=== Reading text ===

In adopting a pro-conservation stance, Ravalomanana saw well beyond the protection of a few flagship species, envisioning an environment where the Madagascar economy would benefit from sustainable development. Sustainable development and responsibly managed ecotourism can generate revenue and employ large numbers of local people without causing significant environmental damage. In Madagascar, local communities benefit directly from ecotourism through their 50% share of park entrance fees (park entry fees are divided equally between the parks service and local communities), sales of handicrafts and "tourist items," and employment as porters, wildlife guides, park rangers, workers in the service force of hotels, restaurants and lodges. Ecotourism has great potential to diversify Madagascar's economy beyond its current limited number of agricultural and mineral exports, while protecting its amazing natural assets.
New UNESCO World Heritage Site in Madagascar: the Rainforests of the Atsinanana
"The Rainforests of the Atsinanana comprise six national parks distributed along the eastern part of the island. These relict forests are critically important for maintaining ongoing ecological processes necessary for the survival of Madagascar's unique biodiversity, which reflects the island's geological history," stated UNESCO.
"Inscribed both for their importance to ecological and biological processes, the rainforests are also inscribed for their biodiversity and the threatened species they support. The rate of endemism within these forests is exceptionally high at 80 to 90 percent for all groups. The property is of global significance for fauna, especially primates," it said.
Andohahela National Park: Located in the southeast of the island, Andohahela National Park has dense tropical rainforest and Madagascar's unique spiny forest, a dry ecosystem characterized by thorny plants--95 percent of which are endemic to the habitat.

=== Data for review ===

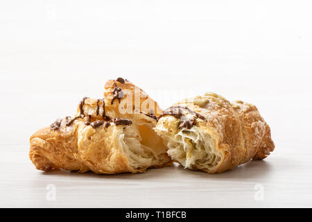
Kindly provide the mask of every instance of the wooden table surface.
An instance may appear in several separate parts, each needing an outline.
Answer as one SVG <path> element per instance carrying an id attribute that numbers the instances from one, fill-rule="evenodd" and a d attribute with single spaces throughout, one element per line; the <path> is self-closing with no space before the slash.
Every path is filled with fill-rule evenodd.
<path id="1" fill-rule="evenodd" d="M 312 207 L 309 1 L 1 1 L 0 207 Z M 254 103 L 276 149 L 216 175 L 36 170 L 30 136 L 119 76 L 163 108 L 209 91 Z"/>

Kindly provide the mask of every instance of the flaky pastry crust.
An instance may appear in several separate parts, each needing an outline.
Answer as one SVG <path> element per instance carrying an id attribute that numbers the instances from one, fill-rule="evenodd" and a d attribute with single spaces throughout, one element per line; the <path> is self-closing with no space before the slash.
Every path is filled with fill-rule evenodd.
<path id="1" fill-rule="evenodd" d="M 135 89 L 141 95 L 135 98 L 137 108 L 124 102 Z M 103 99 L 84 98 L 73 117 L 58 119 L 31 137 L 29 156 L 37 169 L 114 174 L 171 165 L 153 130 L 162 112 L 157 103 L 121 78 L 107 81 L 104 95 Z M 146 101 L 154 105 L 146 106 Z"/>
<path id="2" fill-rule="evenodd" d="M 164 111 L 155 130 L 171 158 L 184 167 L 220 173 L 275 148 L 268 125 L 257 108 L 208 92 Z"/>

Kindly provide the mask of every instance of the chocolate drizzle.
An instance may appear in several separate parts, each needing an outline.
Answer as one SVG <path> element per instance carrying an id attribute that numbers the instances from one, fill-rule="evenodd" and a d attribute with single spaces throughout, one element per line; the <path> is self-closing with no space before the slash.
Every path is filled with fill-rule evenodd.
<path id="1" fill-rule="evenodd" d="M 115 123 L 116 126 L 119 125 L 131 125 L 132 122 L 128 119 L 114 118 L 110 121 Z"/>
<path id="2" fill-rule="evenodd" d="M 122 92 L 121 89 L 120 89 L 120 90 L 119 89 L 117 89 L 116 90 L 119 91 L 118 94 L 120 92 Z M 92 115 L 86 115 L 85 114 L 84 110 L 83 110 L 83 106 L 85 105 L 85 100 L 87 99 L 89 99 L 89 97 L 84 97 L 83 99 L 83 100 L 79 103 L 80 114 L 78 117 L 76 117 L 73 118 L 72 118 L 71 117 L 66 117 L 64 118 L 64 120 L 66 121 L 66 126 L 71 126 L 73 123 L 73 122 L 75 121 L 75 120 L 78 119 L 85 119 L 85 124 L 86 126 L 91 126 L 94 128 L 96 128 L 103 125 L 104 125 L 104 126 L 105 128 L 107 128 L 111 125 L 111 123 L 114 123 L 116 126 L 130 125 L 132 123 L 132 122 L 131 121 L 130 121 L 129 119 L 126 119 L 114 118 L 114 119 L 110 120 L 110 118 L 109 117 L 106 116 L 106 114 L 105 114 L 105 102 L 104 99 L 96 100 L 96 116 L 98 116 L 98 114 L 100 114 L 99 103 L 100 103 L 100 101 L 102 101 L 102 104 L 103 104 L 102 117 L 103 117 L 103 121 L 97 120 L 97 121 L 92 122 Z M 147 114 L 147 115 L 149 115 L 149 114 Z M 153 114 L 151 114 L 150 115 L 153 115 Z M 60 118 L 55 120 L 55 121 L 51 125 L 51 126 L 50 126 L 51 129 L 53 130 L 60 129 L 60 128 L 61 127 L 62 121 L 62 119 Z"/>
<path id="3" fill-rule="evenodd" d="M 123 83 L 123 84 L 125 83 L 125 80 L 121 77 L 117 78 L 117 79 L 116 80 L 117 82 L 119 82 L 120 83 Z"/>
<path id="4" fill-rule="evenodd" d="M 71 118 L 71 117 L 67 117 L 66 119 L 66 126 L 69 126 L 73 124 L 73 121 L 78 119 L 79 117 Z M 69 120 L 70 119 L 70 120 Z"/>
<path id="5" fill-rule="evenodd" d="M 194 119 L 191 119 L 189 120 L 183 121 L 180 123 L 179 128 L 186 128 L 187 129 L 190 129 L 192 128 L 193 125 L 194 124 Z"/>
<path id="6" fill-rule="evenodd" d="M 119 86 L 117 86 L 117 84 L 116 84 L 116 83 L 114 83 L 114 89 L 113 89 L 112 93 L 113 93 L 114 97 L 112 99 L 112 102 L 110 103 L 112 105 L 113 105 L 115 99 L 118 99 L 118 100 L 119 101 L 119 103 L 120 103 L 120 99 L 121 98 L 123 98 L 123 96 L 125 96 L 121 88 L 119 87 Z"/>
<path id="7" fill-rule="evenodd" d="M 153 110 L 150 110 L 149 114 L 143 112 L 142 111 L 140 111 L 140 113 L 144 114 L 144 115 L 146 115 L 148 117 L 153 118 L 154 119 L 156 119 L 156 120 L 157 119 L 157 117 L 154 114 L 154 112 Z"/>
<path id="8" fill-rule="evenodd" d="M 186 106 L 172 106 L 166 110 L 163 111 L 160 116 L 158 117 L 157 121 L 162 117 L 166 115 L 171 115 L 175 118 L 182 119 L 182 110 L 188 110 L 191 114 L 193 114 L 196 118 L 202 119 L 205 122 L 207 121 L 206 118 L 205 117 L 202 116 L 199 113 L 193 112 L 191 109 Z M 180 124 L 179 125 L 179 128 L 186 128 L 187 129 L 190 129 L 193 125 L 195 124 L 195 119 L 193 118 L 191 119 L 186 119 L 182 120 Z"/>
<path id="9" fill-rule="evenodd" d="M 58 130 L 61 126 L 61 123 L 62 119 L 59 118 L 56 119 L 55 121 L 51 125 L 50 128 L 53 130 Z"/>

===

**Things to do**
[1] In the passage on Madagascar's conservation and ecotourism, what share of park entrance fees goes to local communities?
[2] Resume the passage on Madagascar's conservation and ecotourism after its last sentence.

**Results for each task**
[1] Local communities receive 50% of park entrance fees.

[2]
Andringitra National Park: Andringitra National Park is located in southeastern Madagascar and characterized by high mountains (peak 2658m), deep valleys, and ridges. One of the most biodiverse parks in Madagascar, Andringitra is made up of three distinct ecozones: low altitude rainforest, montane mountain, and highland forest. Andringitra is home to more than 100 species of birds, 55 kinds of frogs, and 13 types of lemurs.
Marojejy National Park: Marojejy is one of Madagascar's most beautiful and biodiverse protected areas due to its mountainous terrain. Vegetation types range from lowland rainforest to moorland mountain thicket vegetation. 60 species of frogs, 47 mammals, and 116 mammals have been documented in the park.
Masoala National Park: The Masoala Peninsula is one of the most biodiverse places on earth. The tropical rainforests extend from the white sand beaches of the Bay of Antongil to the mountainous center 1224 meters above sea level. Within the park visitors can find ecosystems ranging from coral reefs to mid-altitude rainforests. It is estimated that the forests of the Antongil Bay watershed contain 50% of Madagascar's biodiversity, despite making up less than 2% of its land mass.
Ranomafana National Park: Ranomafana is one of Madagascar's best known and most important parks. Created in 1991 following the 1986 discovery of the golden bamboo lemur, Ranomafana has served as a model for subsequent parks and reserves in the country and abroad. 114 species of birds and 12 kinds of lemurs have been recorded in the park.
Zahamena National Park: Located in eastern Madagascar, Zahamena National Park has 13 species of lemurs.